Items from a data source:
-- -- --

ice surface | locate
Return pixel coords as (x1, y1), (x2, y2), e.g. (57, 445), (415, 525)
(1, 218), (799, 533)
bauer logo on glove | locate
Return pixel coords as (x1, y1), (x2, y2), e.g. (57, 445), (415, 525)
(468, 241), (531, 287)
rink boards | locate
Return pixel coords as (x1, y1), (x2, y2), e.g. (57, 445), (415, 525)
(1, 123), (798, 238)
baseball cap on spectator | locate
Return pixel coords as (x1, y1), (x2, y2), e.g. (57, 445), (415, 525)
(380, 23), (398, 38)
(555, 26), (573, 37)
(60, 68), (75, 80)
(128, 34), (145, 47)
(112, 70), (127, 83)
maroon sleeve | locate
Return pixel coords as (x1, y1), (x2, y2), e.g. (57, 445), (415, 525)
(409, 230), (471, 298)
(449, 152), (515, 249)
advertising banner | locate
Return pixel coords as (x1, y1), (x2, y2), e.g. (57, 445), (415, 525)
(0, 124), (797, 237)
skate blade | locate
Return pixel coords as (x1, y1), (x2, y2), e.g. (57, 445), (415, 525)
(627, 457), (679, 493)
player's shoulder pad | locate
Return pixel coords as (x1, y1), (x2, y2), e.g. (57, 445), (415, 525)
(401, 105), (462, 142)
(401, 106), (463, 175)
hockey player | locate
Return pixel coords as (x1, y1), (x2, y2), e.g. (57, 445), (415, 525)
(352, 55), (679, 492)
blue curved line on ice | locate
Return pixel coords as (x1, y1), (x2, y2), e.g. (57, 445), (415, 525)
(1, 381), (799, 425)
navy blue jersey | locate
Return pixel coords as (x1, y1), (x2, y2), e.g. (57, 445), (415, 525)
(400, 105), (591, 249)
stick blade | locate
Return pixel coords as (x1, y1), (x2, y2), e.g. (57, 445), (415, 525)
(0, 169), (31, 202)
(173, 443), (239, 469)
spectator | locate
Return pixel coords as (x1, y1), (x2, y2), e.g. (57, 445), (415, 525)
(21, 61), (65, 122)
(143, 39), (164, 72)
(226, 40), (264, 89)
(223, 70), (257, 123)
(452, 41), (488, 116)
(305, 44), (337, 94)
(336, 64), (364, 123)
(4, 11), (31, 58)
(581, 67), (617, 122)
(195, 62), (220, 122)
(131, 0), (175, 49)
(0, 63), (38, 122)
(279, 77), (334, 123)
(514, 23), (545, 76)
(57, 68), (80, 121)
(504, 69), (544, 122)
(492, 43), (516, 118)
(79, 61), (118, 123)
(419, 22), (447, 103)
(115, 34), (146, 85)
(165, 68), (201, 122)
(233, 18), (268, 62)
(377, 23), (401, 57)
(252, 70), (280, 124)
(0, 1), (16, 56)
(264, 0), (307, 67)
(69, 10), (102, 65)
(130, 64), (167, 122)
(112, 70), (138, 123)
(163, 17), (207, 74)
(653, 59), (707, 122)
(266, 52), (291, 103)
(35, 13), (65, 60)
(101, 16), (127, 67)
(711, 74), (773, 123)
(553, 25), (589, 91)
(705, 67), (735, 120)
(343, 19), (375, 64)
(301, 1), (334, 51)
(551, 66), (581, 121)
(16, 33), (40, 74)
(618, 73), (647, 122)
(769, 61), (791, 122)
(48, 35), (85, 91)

-- -- --

### [TASK DIRECTIONS]
Look over the entries above. Copy every line that contains the word "spectator".

### [ANSWER TO THE PROBLEM]
baseball cap on spectator | locate
spectator | locate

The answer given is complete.